◆ **COMPLETE THE FOLLOWING**
- A) Do the following statements agree with the Gateway meeting news? For each, answer yes or no and quote the deciding words. (i) The Board of Directors has recommended a meal price of $14. (ii) Thirty-one members and guests attended the January meeting. (iii) Ray Kerr described air traffic controllers as policemen.
- B) Extend the Gateway meeting news, beginning right after its final sentence about parking.

February Gateway meeting: Wednesday, February 9, at the Columns in St. Charles. Don
Dunn of the St. Louis FSDO will continue relating his adventures with the L1011 Flying Hospital. This
time the Flying Hospital visited Casablanca, Bucharest, Amman, and the
Due to their increased costs, the Columns has increased the price of the buffet by $.94 per person including gratuity. The Board of Directors has recommended raising the meal price to $14. If approved by the members, this increase will take effect at the March meeting.
Thirty-one members and guests attended the January meeting to hear Ray Kerr give us his perspective on our flight operations from his vantage point in the Spirit of St. Louis control tower. The take-home message is that air traffic controllers are not policemen. Their job is to help you do safely whatever you request. A few pointers: 1) Speak up if you’re lost or if you need priority handling. 2) A landing or take-off clearance means that the runway will be clear and usable. Don’t stay on the runway any longer than you need to safely take off or land. 3) Carry a cell phone. If your radio dies you can use it to call the tower for clearances. 4) Everyone should “think system” and the system works best when everyone does their own job: the pilots fly the airplanes and the controllers give clearances, traffic advisories and vectors when necessary.
We were happy to welcome back friends who had not been with us for awhile: Ken and Pat Green, Bill and Ann Scheve, and Terry Lahey. We were also pleased to meet Jerry Mundy from the St. Louis Chapter.
The 30th annual St. Louis FSDO Super Safety Seminar is coming up on
Saturday, February 5, 2005 at 8:00 am in the Anheuser-Busch Auditorium in Cook Hall on the St. Louis University
campus, 3674 Lindell Ave. Parking is available in the Laclede parking garage
on Laclede Ave. west of Grand Ave.

◆ **THE DATA**
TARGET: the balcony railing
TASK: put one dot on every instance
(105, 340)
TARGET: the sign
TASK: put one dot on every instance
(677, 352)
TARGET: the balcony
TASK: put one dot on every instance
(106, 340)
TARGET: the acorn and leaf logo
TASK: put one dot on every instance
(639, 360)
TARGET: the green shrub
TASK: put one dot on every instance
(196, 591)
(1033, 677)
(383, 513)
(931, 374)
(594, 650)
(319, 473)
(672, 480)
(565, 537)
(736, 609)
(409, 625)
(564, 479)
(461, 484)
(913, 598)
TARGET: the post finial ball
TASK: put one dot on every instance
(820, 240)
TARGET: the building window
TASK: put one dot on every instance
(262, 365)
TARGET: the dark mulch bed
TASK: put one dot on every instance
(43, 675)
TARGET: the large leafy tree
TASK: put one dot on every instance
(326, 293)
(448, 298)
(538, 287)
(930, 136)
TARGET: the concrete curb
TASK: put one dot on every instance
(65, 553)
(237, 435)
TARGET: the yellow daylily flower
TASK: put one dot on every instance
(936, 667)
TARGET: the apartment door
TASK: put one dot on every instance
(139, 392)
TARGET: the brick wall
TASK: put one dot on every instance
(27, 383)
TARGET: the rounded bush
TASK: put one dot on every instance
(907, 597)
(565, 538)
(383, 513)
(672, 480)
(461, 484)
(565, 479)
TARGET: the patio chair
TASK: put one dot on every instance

* * *

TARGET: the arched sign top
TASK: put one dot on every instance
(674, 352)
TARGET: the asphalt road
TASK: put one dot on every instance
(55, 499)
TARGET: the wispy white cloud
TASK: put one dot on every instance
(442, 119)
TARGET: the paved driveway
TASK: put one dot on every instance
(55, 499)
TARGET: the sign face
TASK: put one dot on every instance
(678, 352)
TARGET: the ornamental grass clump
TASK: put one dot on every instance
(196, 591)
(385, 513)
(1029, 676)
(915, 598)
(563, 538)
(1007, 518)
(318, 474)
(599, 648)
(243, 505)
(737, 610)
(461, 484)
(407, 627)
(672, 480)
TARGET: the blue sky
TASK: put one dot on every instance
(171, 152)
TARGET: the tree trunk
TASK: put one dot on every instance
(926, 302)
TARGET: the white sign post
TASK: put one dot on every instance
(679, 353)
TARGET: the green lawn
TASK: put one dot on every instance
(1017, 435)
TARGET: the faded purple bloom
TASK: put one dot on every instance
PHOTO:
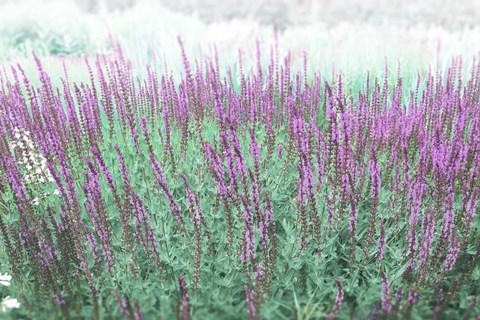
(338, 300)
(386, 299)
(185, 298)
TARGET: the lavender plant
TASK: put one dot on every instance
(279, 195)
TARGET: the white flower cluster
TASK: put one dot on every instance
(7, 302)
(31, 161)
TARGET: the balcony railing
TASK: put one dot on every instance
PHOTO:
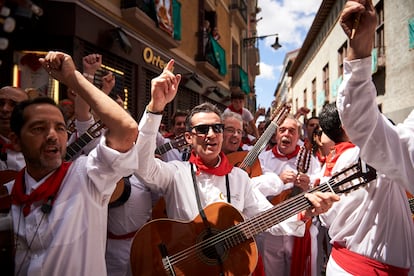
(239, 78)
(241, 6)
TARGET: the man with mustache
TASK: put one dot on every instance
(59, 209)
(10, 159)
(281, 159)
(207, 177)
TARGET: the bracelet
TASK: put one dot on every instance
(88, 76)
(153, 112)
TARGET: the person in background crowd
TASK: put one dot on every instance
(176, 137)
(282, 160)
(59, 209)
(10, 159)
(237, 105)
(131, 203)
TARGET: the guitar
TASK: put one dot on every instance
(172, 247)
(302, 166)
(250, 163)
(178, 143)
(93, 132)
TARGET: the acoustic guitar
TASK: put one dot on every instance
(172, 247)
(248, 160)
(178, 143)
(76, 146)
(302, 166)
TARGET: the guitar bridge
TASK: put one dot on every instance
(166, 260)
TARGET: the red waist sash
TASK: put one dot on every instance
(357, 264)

◆ **RESULTS BY TASK**
- A)
(i) Yes: "The Board of Directors has recommended raising the meal price to $14."
(ii) Yes: "Thirty-one members and guests attended the January meeting"
(iii) No: "The take-home message is that air traffic controllers are not policemen."

- B)
The January fly-out to Casey IL was cancelled due to snow on the runway at Casey. Harold Booher has agreed to be the fly-out chairman for 2005. Fly-outs are VFR. A rained-out fly-out is postponed to the following weekend. Plan your departure so that your arrival time at the destination airport is around 12:30 pm. The group leaving from Creve Coeur airport meets at about 10 am and launches at 11 am. Call Harold on his cell phone (314-550-8887) between 9:30 and 10:30 am on the day of the fly-out to arrange a ride or to verify the destination if there are weather issues. The following fly-outs are planned:
Feb. 13 – Vandalia IL (VLA), The Depot
Mar. 13 – Sikeston MO (SIK), Lamberts
April 17 – Decatur IL (DEC), the main terminal
May 15 – Casey IL (1H8), Richards Farm
June 12 – Gastons (3M0)
July 17 – Sparta IL (SAR), restaurant to be announced
Aug. 14 – Lake Barkley KY (1M9)
Sept. 4 – Mt. Pleasant IA, Old Threshers reunion
Sept. 18 – Casey IL (1H8), Richards Farm
Oct. 16 – Jefferson City, MO (JEF), airport restaurant
Nov. 13 – Cape Girardeau, MO (CGI), The Landing Place
Dec. 18 – Quincy (UIN), airport restaurant
Joe Dobronski announces that he has revised his book, A Sky Full of Challenges, and it will soon be released in St. Louis. Joe says that the book is not only his autobiography but also a history of McDonnell’s Flight test as seen through his eyes. The new edition is 225 pages long and has over 250 new photos. The price is $25 including S&H or $20 cash and carry. It can be ordered from J.F. Dobronski,
1008 Cla-Ter-Ri Dr., Ballwin, MO 63011.
Safety tip of the month from Rick Albrecht, president, GSLFIA: Winter is here, so it’s time to add icing to your preflight and in-flight checklists. Prior to flight, sump all fuel tanks thoroughly and look for ice crystals floating in the fuel. This is a sure sign of water contamination in the fuel cells that can block the fuel intake. Be aware of conditions that cause icing. Even in clear VFR conditions, mist can cause clear ice accumulation on the airplane surfaces. A gradual loss of power in flight could be a sign of carburetor icing or a blocked air intake that can be cured by the timely application of carburetor heat or alternate air. Use your pitot heat in mist or IFR conditions. Even on a short flight, be prepared for the unexpected. Have warm clothing or blankets available to protect yourself from exposure if you have a forced landing.
Steve Long of the St. Louis FSDO reminds us that the FAA is transitioning to e-mail delivery of safety program notifications. If you register at www.FAASafety.gov, you will receive automatic notification of local safety programs. The safety newsletters written monthly by Fred Harms and Steve Long are also available on that site.